— Start of SOURCE DATA —

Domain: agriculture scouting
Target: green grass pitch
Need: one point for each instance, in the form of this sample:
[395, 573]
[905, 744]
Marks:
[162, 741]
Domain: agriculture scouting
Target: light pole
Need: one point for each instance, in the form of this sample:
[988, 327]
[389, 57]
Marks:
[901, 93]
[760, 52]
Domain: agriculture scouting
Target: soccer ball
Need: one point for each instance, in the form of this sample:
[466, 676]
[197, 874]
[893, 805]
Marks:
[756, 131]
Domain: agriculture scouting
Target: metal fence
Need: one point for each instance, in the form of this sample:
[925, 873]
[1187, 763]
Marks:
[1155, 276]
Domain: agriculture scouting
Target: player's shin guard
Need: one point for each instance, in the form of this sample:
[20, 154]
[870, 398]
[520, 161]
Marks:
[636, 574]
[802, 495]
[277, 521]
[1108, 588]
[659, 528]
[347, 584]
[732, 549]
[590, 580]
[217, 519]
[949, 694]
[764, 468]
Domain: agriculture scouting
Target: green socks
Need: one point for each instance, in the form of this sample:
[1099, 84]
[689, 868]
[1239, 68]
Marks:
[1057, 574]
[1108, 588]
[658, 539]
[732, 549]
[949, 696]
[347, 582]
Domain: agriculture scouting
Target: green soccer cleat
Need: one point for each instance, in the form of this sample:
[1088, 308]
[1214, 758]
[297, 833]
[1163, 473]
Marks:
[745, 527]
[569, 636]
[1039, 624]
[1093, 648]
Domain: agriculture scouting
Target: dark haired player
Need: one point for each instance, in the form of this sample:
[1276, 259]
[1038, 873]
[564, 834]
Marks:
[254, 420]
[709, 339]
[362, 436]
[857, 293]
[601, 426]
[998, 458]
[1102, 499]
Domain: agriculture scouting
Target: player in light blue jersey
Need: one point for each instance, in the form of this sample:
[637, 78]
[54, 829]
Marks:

— End of SOURCE DATA —

- REQUIRED WORK -
Put the rows above into a JSON list of strings, one string per line and no blank lines. Start at the very first line of the rows and end at the line that contains "[1093, 648]", and include both of those lines.

- SOLUTION FOR THIS PROBLEM -
[
  "Domain: agriculture scouting",
  "Target: green grass pitch",
  "Need: one point for each instance, in the form of this sample:",
  "[395, 573]",
  "[905, 744]",
  "Marks:",
  "[162, 741]",
  "Domain: agriculture scouting",
  "Target: light pole",
  "Need: one point for each instance, in the form of this sample:",
  "[988, 327]",
  "[389, 57]",
  "Marks:",
  "[901, 93]",
  "[760, 52]",
  "Domain: agriculture scouting",
  "Target: soccer ball",
  "Need: one point for each instance, in the form of this sample:",
  "[466, 676]",
  "[197, 874]",
  "[893, 805]",
  "Marks:",
  "[756, 131]",
  "Domain: agriculture scouting",
  "Target: metal fence",
  "Need: one point for each instance, in the form of this sample:",
  "[925, 873]",
  "[1187, 763]",
  "Marks:",
  "[1155, 276]",
  "Domain: agriculture scouting",
  "Target: player's shin guard",
  "Need: one point for each instance, in the form of this sample:",
  "[20, 154]",
  "[870, 398]",
  "[520, 161]",
  "Marks:",
  "[636, 574]",
  "[802, 495]",
  "[277, 521]",
  "[1108, 588]",
  "[659, 528]",
  "[347, 584]",
  "[732, 549]",
  "[590, 580]",
  "[217, 519]",
  "[949, 694]",
  "[764, 468]",
  "Domain: agriculture scouting",
  "Target: green socks",
  "Need: one point for each instance, in the form of this sample:",
  "[1099, 84]",
  "[689, 868]",
  "[1239, 68]",
  "Marks:",
  "[1057, 574]",
  "[1108, 588]",
  "[658, 539]",
  "[732, 549]",
  "[949, 696]",
  "[347, 582]",
  "Domain: agriculture scouting",
  "Target: green soccer cleat",
  "Need: one point for each instance, in the form of this sample:",
  "[1088, 308]",
  "[1214, 758]",
  "[297, 833]",
  "[1163, 473]",
  "Marks:",
  "[745, 527]",
  "[569, 636]",
  "[1039, 624]",
  "[1093, 648]"
]